++++ DATA

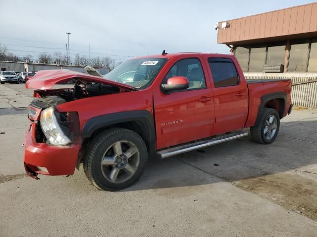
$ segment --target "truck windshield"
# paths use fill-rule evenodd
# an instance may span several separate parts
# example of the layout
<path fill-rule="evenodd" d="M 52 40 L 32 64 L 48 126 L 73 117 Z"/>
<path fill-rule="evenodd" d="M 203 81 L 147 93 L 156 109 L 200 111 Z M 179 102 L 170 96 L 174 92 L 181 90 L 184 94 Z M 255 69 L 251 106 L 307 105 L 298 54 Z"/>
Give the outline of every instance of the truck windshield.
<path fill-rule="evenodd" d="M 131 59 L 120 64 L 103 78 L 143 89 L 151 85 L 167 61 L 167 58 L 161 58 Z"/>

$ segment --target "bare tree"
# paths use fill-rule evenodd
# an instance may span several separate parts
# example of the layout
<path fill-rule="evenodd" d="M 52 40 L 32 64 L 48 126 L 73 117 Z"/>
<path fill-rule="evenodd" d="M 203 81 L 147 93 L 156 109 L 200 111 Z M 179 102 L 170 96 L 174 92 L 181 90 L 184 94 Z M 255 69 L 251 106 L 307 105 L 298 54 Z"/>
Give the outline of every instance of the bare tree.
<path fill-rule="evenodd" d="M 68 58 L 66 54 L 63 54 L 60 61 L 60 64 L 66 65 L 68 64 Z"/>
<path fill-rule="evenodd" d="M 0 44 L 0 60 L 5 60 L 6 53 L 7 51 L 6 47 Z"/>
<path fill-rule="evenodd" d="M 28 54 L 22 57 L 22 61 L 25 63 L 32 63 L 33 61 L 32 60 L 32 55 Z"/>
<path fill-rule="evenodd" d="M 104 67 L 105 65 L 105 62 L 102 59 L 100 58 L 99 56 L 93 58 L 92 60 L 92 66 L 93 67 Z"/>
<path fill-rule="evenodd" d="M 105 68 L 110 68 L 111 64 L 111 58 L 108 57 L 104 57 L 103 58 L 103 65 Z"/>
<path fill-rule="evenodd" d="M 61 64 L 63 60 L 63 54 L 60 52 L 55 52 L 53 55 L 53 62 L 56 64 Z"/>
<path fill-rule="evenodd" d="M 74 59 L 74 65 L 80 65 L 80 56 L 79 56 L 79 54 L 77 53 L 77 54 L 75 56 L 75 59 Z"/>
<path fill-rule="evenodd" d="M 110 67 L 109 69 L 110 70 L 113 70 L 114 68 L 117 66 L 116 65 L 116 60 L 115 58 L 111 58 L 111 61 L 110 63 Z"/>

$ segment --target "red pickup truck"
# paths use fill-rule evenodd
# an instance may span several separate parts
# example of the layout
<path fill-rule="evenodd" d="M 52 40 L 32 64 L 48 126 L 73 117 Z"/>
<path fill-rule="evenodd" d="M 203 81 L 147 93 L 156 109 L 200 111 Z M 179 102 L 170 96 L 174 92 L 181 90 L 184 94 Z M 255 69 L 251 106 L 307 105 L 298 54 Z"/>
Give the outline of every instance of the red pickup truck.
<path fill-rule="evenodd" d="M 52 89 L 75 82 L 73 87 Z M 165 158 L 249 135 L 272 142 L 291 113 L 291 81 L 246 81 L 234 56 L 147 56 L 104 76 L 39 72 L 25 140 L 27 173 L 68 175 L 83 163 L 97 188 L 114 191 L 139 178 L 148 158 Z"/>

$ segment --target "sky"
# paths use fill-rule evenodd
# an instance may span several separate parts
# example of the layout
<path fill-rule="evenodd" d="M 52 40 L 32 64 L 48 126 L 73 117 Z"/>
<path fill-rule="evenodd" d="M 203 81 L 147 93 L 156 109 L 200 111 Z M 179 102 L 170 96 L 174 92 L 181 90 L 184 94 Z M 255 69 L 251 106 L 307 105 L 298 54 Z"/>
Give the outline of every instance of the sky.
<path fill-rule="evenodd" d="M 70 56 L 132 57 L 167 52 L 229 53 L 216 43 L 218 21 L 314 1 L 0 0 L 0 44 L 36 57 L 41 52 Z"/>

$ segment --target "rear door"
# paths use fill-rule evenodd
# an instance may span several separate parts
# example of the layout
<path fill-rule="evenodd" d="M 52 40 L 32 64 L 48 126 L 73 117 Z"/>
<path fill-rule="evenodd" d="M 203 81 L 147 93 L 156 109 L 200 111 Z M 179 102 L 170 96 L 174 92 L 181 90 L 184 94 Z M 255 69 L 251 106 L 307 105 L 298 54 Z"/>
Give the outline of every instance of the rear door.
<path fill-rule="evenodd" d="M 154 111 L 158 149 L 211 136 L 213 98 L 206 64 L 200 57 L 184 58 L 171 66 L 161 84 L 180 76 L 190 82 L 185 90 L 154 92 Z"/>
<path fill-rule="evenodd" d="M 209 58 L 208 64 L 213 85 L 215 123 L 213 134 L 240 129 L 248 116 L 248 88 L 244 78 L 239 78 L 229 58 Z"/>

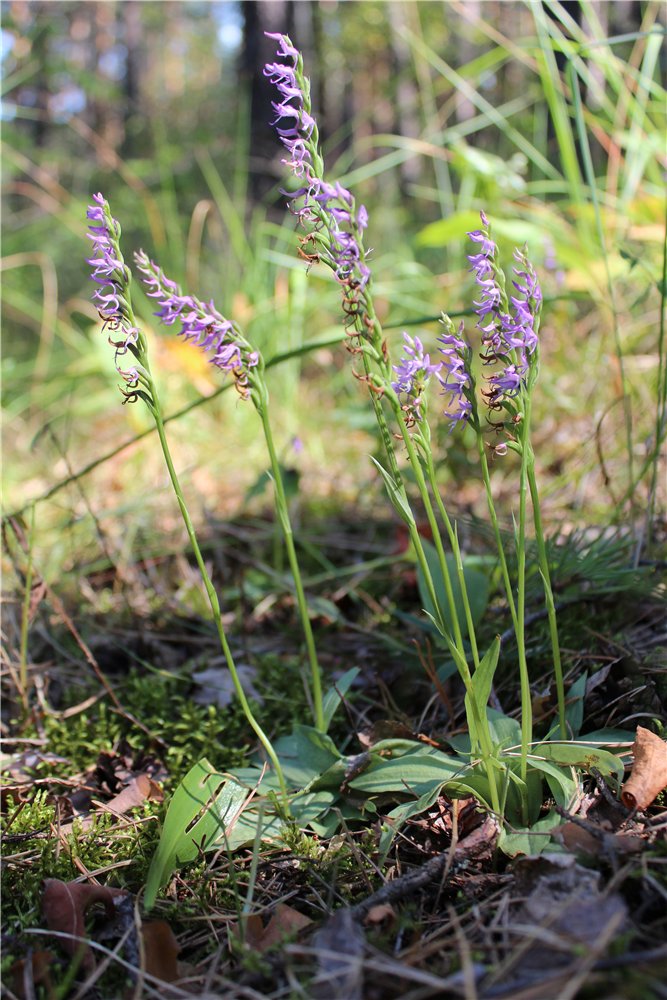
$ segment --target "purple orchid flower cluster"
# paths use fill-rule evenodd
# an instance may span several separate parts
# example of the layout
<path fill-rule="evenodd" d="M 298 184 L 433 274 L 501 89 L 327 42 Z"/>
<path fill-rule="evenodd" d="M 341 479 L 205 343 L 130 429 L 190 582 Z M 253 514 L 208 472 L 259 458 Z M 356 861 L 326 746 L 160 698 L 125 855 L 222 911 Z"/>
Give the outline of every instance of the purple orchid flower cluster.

++++++++

How many lines of the items above contain the word "rear"? Reply with the number alone.

2